> Assignment: Print every line of the data word for word.

> Data for processing:
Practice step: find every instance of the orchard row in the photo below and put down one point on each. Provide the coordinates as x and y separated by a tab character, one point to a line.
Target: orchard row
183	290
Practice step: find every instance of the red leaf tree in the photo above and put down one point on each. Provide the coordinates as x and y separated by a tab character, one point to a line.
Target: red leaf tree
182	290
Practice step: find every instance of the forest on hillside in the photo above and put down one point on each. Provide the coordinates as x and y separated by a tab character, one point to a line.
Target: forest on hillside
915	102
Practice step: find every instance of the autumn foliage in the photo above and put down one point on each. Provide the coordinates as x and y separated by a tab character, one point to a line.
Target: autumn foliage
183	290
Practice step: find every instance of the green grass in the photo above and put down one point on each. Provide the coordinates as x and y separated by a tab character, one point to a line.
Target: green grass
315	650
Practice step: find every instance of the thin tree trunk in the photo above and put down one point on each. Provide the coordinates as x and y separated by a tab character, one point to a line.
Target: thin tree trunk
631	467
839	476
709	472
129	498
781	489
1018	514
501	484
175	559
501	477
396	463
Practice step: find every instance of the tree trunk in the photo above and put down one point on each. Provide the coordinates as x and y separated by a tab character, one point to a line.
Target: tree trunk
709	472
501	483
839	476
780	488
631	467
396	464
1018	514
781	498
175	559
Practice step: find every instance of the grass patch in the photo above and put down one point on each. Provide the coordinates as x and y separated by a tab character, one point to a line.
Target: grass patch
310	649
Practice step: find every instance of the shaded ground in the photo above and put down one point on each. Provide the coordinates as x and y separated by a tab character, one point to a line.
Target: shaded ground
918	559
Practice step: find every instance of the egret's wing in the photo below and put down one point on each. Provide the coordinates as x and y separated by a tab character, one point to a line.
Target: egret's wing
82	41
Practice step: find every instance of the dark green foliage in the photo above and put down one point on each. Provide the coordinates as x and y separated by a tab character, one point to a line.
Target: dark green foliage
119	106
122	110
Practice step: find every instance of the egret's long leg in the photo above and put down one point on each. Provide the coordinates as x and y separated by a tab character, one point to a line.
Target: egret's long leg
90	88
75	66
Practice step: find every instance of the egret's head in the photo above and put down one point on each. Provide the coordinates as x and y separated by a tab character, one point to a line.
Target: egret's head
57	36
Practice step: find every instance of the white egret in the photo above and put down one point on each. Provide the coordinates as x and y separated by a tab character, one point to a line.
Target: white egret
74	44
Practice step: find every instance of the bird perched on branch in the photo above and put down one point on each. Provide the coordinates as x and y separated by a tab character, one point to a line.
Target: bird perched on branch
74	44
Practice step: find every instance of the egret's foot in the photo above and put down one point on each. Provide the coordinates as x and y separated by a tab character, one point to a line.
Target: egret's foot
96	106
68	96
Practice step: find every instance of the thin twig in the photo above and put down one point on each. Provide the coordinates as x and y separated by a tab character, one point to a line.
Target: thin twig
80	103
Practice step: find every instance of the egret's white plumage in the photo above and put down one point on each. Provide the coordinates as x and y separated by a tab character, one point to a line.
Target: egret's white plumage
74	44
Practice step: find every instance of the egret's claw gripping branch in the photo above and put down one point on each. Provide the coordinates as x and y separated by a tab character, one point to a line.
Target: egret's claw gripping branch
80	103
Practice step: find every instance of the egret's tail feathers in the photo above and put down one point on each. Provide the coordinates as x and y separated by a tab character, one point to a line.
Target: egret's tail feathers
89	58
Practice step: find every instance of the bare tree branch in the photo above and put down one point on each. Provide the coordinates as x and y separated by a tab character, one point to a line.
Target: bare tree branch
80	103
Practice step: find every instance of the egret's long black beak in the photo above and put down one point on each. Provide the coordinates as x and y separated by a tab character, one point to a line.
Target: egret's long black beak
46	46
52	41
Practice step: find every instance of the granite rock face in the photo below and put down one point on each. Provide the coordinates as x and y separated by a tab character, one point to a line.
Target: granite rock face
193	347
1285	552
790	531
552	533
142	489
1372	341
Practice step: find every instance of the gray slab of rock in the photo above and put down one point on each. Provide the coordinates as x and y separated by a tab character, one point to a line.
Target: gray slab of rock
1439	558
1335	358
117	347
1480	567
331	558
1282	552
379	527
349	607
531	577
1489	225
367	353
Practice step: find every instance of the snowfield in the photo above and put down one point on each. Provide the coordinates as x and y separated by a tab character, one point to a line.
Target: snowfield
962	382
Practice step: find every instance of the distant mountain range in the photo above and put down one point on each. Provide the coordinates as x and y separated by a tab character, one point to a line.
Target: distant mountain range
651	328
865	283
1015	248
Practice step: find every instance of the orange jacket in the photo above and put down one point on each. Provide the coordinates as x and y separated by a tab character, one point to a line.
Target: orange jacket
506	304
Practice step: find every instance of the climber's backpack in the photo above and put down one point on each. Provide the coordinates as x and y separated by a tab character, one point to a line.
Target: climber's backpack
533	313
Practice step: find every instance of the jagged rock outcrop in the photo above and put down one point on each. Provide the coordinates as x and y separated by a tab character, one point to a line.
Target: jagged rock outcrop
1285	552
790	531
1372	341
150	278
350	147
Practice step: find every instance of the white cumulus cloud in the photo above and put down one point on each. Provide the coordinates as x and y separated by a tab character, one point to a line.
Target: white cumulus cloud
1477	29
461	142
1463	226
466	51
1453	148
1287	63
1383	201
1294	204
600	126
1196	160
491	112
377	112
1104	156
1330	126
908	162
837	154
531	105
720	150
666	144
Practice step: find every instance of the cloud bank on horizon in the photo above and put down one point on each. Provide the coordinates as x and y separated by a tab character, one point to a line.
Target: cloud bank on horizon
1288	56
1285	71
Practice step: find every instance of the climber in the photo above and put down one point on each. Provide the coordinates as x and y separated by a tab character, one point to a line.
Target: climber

> Answer for the task:
Practice step: find every instance of the orchard row in the photo below and put down one point on each. Provide the coordinates as x and y separated by a tab character, one point to a line.
Target: orchard row
183	290
Practice step: find every instance of the red leaf tree in the photo above and put down one point on each. Provide the coordinates as x and y separated by a tab character, one point to a line.
Target: red leaf tree
182	290
Practice step: find every instance of the forest on hillside in the photo above and put down one point on each. Provide the coordinates as x and y separated by a tab character, one point to a line.
Target: forest on hillside
915	102
Practice step: find every instance of the autumn foliage in the photo above and put down one point on each. Provide the coordinates as x and y separated by a tab character, one point to a line.
Target: autumn foliage
183	290
Practice step: find every instance of the green grass in the photo above and put down one point on each. Provide the coordinates as x and y separated by a tab character, one point to a line.
Target: green grass
315	650
Practice step: find every instance of the thin tree trunk in the photo above and put down one point on each. Provide the coordinates as x and y separated by a tab character, one point to a line.
Target: thin tree trunk
631	467
839	476
709	472
129	498
781	489
1018	514
501	484
175	559
501	477
396	463
Practice step: find every instance of the tree trunk in the photo above and put down one point on each. Provide the coordinates as x and y separated by a tab character, one point to a line.
Target: tree trunk
709	472
501	483
839	476
780	488
631	467
396	464
1018	514
781	498
175	559
Practice step: find every instance of the grass patch in the photo above and put down one point on each. Provide the coordinates as x and y separated by a tab character, one point to a line.
Target: grass patch
310	649
Practice step: find every instance of the shaded ground in the photo above and put down one point on each. Provide the coordinates as x and y separated by a tab character, one point to a line.
Target: shaded ground
918	559
Practice step: find every instance of the egret's wing in the photo below and put down one point on each. Provide the coordinates as x and y separated by a tab character, one point to a line.
Target: egret's wing
82	41
Practice step: find every instance of the dark green foliage in the photo above and put down one point on each. Provide the coordinates as x and y separated by a tab character, one point to a line.
Target: dark green foliage
119	106
122	110
Practice step: find every instance of the egret's long leg in the photo above and put down one point on each. Provide the coordinates as x and y separated by a tab character, one point to a line.
Target: egret's long leg
90	88
75	66
Practice step: find every instance of the egret's head in the photo above and put down one point on each. Provide the coordinates as x and y separated by a tab character, one point to a line.
Target: egret's head
57	36
Practice step: find every instance of the white egret in the photo above and put down one point on each. Provide the coordinates as x and y separated by a tab character, one point to a line.
Target: white egret
74	44
Practice step: find every instance of the bird perched on branch in the photo above and put down one point on each. Provide the coordinates as x and y separated by a tab character, one point to a line.
Target: bird perched on branch
74	44
Practice step: find every instance of the egret's foot in the photo above and put down one point on each. Provide the coordinates as x and y separated by a tab character, one point to a line.
Target: egret's foot
96	106
68	96
Practice step: find every instance of the thin twig in the photo above and put down one point on each. Provide the coordinates as x and y separated by a tab character, one point to a line.
Target: thin twig
80	103
Practice step: find every instance of the egret's white plumage in the photo above and put down one point on each. Provide the coordinates as x and y separated by a tab character, one point to a line.
Target: egret's white plumage
74	44
Practice step: find every instance of the egret's claw gripping branch in the photo above and put down one point on each. Provide the coordinates as x and y separated by a tab character, one point to a line.
Target: egret's claw gripping branch
80	103
Practice step: find every instance of the egret's tail feathers in the photo above and put down one point on each. Provide the coordinates as x and y separated by a tab character, one point to a line.
Target: egret's tail feathers
89	58
Practice step: find every instance of the bare tree branch in the photo above and put down one point on each. Provide the coordinates as x and y separated by a tab character, one point to a line.
Target: bare tree branch
80	103
Practice step: find every instance of the egret's long black beak in the photo above and put down one point on each. Provide the coordinates as x and y separated by a tab character, one point to a line.
Target: egret's long black beak
46	46
52	41
Practice step: find every instance of the granite rock face in the photo below and put down one point on each. Provide the coordinates as x and y separated by a tab character, one point to a line.
Target: granite rock face
193	347
1285	552
790	531
552	533
142	489
1372	341
Practice step: find every instance of the gray slab of rock in the photo above and put down one point on each. Provide the coordinates as x and y separated by a tab character, one point to a line.
Target: gray slab of rock
1439	558
1335	358
117	347
1480	567
331	558
1282	552
379	527
349	607
531	577
1489	225
367	353
Practice step: find every instance of the snowfield in the photo above and put down one point on each. Provide the coordinates as x and y separated by a tab character, one point to a line.
Target: snowfield
962	382
Practice step: find every instance of the distant mountain range in the photo above and put down one point on each. Provide the coordinates as x and y separated by a tab character, one point to a line.
Target: distant mountain range
651	328
865	283
1015	248
Practice step: find every instance of the orange jacket in the photo above and put down one point on each. Provide the coordinates as x and y separated by a tab character, one point to a line.
Target: orange jacket
506	304
Practice step: find every instance of the climber's backpack in the photo above and put down one point on each. Provide the coordinates as x and y separated by a tab character, one point to a line.
Target: climber's backpack
533	313
Practice step: find every instance of the jagged rock outcrop in the photo above and put down one point on each. Provide the coordinates as x and y separated by a tab character, one point to a line.
Target: jagged rock outcrop
1285	552
790	531
1372	341
150	278
350	147
Practice step: find every instance of the white cumulus cloud in the photo above and put down one point on each. Provide the coordinates as x and y separated by a tab character, one point to a line.
Target: white cumulus cloud
1477	29
461	142
1463	226
466	51
1453	148
1287	63
1383	201
1294	204
600	126
1196	160
491	112
377	112
1104	156
1330	126
908	162
837	154
531	105
720	150
666	144
Practice step: find every instance of the cloud bank on horizon in the photo above and put down one point on each. Provide the coordinates as x and y separated by a tab character, one point to a line.
Target: cloud bank on horizon
1288	56
1285	71
Practice step: find every instance of the climber in the photo above and put down one point on each. Provide the coordinates as x and y separated by a tab character, one point to a line.
Target: climber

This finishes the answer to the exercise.